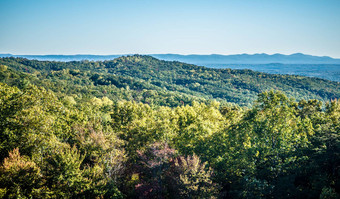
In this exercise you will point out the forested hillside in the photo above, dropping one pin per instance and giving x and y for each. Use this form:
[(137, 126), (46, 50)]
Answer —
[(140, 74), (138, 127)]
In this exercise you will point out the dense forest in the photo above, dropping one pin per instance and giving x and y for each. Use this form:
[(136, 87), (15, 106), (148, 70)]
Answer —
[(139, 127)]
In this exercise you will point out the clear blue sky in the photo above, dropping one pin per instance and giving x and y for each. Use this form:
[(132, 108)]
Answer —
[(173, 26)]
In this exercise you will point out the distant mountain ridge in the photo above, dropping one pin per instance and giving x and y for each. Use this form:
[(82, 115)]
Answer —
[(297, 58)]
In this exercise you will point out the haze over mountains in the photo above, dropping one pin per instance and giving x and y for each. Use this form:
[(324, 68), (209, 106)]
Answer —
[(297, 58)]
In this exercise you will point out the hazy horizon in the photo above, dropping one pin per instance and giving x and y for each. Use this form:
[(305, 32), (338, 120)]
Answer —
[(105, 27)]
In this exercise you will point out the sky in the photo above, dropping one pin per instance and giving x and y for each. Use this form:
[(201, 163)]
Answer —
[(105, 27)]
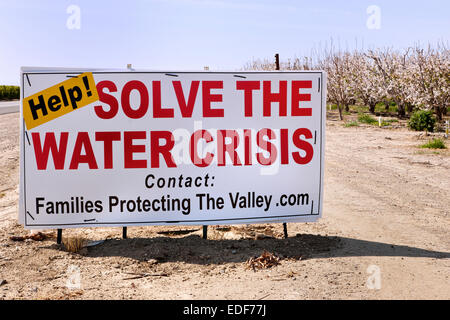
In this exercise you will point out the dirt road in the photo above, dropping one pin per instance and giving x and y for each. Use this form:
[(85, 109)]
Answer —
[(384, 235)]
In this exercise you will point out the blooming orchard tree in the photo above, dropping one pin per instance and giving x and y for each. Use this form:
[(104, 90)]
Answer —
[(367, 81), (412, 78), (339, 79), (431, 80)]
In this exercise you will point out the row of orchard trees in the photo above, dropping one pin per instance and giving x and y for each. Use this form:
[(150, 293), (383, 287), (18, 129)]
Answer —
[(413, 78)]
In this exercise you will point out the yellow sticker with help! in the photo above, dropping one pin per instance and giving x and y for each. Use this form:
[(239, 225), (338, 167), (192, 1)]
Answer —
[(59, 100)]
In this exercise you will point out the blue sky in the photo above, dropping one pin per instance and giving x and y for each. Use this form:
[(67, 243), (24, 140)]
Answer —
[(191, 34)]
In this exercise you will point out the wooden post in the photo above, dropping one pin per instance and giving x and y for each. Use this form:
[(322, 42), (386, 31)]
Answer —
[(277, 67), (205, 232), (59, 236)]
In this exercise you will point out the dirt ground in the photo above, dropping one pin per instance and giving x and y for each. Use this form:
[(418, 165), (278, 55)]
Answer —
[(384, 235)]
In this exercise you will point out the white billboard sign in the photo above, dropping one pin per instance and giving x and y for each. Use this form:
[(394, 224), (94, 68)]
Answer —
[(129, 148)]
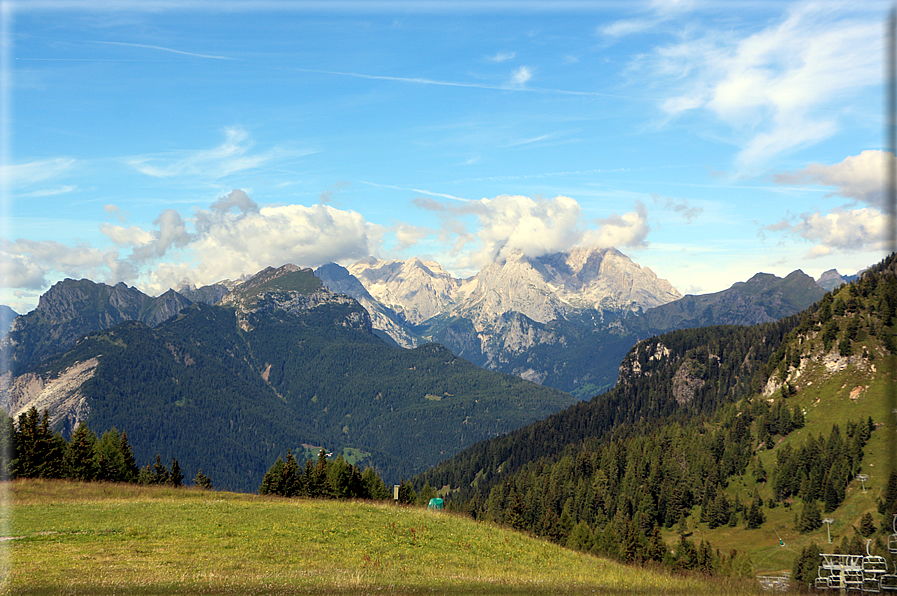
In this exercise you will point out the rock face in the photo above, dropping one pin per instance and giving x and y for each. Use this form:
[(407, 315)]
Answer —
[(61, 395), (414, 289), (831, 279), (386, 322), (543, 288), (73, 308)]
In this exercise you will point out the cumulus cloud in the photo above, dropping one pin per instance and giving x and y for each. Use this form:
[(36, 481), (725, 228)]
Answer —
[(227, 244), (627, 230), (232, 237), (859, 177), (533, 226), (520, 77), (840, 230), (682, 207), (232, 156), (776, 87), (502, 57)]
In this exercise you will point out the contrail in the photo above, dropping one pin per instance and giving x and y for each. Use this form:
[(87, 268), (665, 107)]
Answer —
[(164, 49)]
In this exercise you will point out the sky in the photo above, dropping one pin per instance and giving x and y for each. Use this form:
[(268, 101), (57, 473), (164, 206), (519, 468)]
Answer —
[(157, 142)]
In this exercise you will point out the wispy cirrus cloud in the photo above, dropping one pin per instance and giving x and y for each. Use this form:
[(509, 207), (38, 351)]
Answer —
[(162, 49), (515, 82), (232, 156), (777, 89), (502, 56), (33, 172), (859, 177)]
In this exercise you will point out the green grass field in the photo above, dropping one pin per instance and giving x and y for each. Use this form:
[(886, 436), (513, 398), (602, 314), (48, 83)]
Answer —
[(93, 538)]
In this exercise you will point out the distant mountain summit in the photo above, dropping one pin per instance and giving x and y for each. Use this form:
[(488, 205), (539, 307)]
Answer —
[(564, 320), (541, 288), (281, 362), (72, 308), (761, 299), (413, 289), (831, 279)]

———

● **Exercise task**:
Render all of the data above as a JSON list of strings, one string per line, with blank lines dropped. Leave the pictures out.

● **Solved problem**:
[
  "In this exercise you will point out the forested hillside in the photo above, dropping one pin per instance and giving x and y for each. Use this form:",
  "[(137, 126), (46, 50)]",
  "Answer —",
  "[(140, 74), (138, 127)]",
  "In this exercise you will point out the dense forest in the photo above, dropping one pin per instance and giving x and y for each. Use this form:",
  "[(136, 87), (15, 106), (148, 70)]",
  "Answer —",
  "[(139, 127)]",
  "In this exercise you will point out the clear blue sky in the photo above, dropping one pin per instance and giving x and y for each. Use this form:",
  "[(132, 108)]",
  "Answer —",
  "[(173, 26)]",
  "In this exercise you will point out the distant mountain ridge in the photo above, dropping one pin per instance and giving x and y for each. Use this form:",
  "[(82, 115)]",
  "Answer —",
  "[(297, 58)]",
  "In this exercise you will point out the haze over mountains in the photo above, dropping one pin per instance and giving x and y for each. Use this form:",
  "[(324, 68), (209, 106)]",
  "Answer —",
  "[(297, 58)]",
  "In this exercise you will point out the hazy horizon in the photo above, dropping one pin per instance and giving x and y for each. Use this form:",
  "[(305, 32), (338, 120)]",
  "Answer —",
  "[(105, 27)]",
  "In this exercise you will point out the sky in the photo above, dropping one pin per instance and giving x and y for each. Use this form:",
  "[(201, 163)]",
  "Answer —",
  "[(105, 27)]",
  "In this exercise you will point out the dirt road in the photo above, dropping one pin per instance and giving x and y for each. Use this form:",
  "[(85, 109)]",
  "Answer —",
  "[(384, 235)]",
  "In this exercise you will point out the blooming orchard tree in the photo above, dropping one pin per instance and giving x and y for each. Use this form:",
  "[(104, 90)]",
  "Answer —",
  "[(367, 81), (412, 78), (339, 79), (431, 80)]",
  "In this exercise you will point out the row of orchard trees in the photo above, dropping one pin per instance and giving x and y for each. Use this form:",
  "[(150, 293), (383, 287), (18, 129)]",
  "Answer —",
  "[(413, 78)]",
  "In this exercise you will point out the yellow sticker with help! in the photo above, dropping one pin per instance and giving x and y for each. Use this form:",
  "[(239, 225), (338, 167), (192, 1)]",
  "Answer —",
  "[(59, 100)]",
  "In this exercise you will point out the blue sky in the photo above, dropping one pin per instance and giving x and y for each. Use this form:",
  "[(67, 243), (24, 140)]",
  "Answer —",
  "[(191, 34)]",
  "In this exercise you will point out the wooden post in the photo above, dropping one pin per instance and giving x and y for each. Use this form:",
  "[(322, 42), (386, 31)]",
  "Answer —",
  "[(277, 67), (205, 232), (59, 236)]",
  "In this exercise you will point out the dirt ground in the photo above, dropping one pin per instance and giving x and y for each. Use this form:",
  "[(418, 165), (278, 55)]",
  "Answer —",
  "[(384, 235)]",
  "In this exercise you will point out the white billboard sign in the photo above, dropping one pin per instance and giving x and y for each. Use this form:",
  "[(394, 224), (94, 68)]",
  "Answer —",
  "[(129, 148)]",
  "In this exercise you will point out the rock face in the photo above, dropping one pin per instance and giving x and y for each. Use this form:",
  "[(407, 315)]",
  "Answer —",
  "[(61, 395), (414, 289), (831, 279), (386, 322), (543, 288), (73, 308)]",
  "In this exercise you will point out the cumulus cloud in the photo above, dropping one pin per instance and giving x and y for each. Use this form:",
  "[(36, 481), (725, 228)]",
  "Answer —",
  "[(227, 244), (627, 230), (232, 237), (859, 177), (533, 226), (520, 77), (840, 230), (682, 207), (232, 156), (776, 87), (502, 57)]",
  "In this exercise you will point out the contrail in the photo above, dropping one pin per instance and giving x and y for each. Use this form:",
  "[(87, 268), (665, 107)]",
  "Answer —",
  "[(164, 49)]",
  "In this exercise you will point out the sky in the photo above, dropping one pin per instance and giving x and y for each. Use this form:",
  "[(268, 101), (57, 473), (164, 206), (519, 468)]",
  "Answer —",
  "[(157, 142)]",
  "In this exercise you will point out the wispy cirrus cloud in the photo above, dropping one pin per instance and giving x and y for each. Use this form:",
  "[(509, 207), (38, 351)]",
  "Answer —",
  "[(162, 49), (515, 82), (232, 156), (777, 89), (502, 56), (33, 172), (859, 177)]",
  "In this exercise you will point out the green grass field in the photo above, dropping one pin per instance and giving x and y for each. Use this form:",
  "[(886, 436), (513, 398), (602, 314), (48, 83)]",
  "Answer —",
  "[(93, 538)]",
  "In this exercise you will point out the distant mountain summit in the photo above, dropping one pin per instance and giving x and y for each. Use this form:",
  "[(488, 205), (539, 307)]",
  "Answer —",
  "[(564, 320), (541, 288), (281, 362), (72, 308), (761, 299), (413, 289), (831, 279)]"
]